Terzo e ultimo capitolo della trilogia del milieu, ambientata a Palermo ed ispirata ad un romanzo americano di Peter McCurtin, la pellicola affronta un tema classico del gangster movie, raccontando l’ascesa nelle gerarchie criminali di un killer, Nick Lanzetta (interpretato da un grande Henry Silva) tanto spietato quanto intelligente nel comprendere e far girare a suo vantaggio gli ingranaggi che regolano i rapporti nel mondo della mafia.
Alla fine, sembrerebbe che Lanzetta riesca a raggiungere la vetta del potere criminale, ma Di Leo lascia volutamente ambiguo il finale, facendo comprarire sui titoli di coda la scritta “continua”.
Di Leo trasferisce al noir gli stilemi e la violenza dello spaghetti western di cui è stato uno degli autori, il risultato è un genere di taglio nuovo, un approccio diverso al poliziesco, che anni dopo – grazie anche a Tarantino – avrebbe raggiunto una dimensione “industriale”.
Uscito nel 1973, il film non è privo di riferimenti all’attualità, e ai complessi rapporti tra mafia e politica. Un ministro democristiano dell’epoca si identificò nel personaggio del politico colluso con Cosa Nostra e denunciò il regista, che venne assolto.
Le sequenze iniziali che mostrano il massacro operato dal killer all’interno di una sala cinematografica privata, sono la più eloquente conferma che Tarantino non ha esagerato, quando lo ha definito suo maestro.
Di Leo firmò la sceneggiatura, oltre alla regia. La colonna sonora è di Luis Bacalov, il cast comprende oltre ad Henry Silva, un grandissimo Richard Conte, Gianni Garko e Vittorio Caprioli. Da non perdere.
DOMANI
Il Colosso di Rodi è il film meno noto di Sergio Leone, ed anche il meno bello, ma per gli estimatori del grande regista di C’era una volta in America, è pur sempre un oggetto di culto, come tutte le sue opere.

In più, ha il pregio di rappresentare il primo lungometraggio diretto da Leone, nel lontano 1961, nonché il primo ed ultimo sconfinamento nel genere peplum, particolarmente in voga all’epoca. Ed anche il solo film che non vide la collaborazione, alle musiche, di Ennio Morricone.
Ma che stava per nascere un genio assoluto del cinema di tutti i tempi, lo si intuisce, già da Il colosso di Rodi.

▶ MATERIALE MOSTRATO
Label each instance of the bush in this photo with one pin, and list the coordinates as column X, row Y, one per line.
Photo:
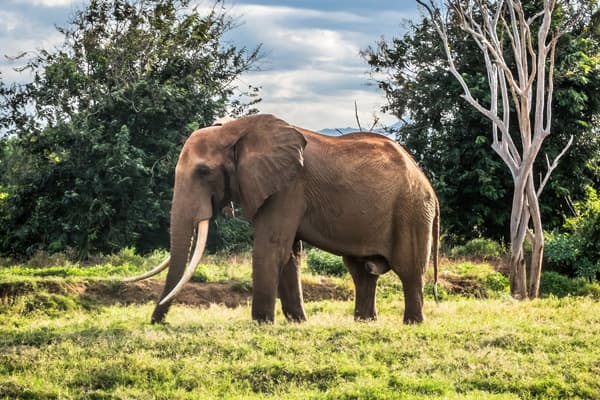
column 324, row 263
column 576, row 252
column 553, row 283
column 480, row 248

▶ PARTI DELL'ESERCIZIO
a – Quali attori nomina il brano come parte del cast del film di Di Leo uscito nel 1973? Elencali tutti.
b – Trascrivi dal brano tutto il testo che va da "Le sequenze iniziali" fino a "definito suo maestro.".

▶ LE SOLUZIONI
a – Henry Silva, Richard Conte, Gianni Garko, Vittorio Caprioli

b –
Le sequenze iniziali che mostrano il massacro operato dal killer all’interno di una sala cinematografica privata, sono la più eloquente conferma che Tarantino non ha esagerato, quando lo ha definito suo maestro.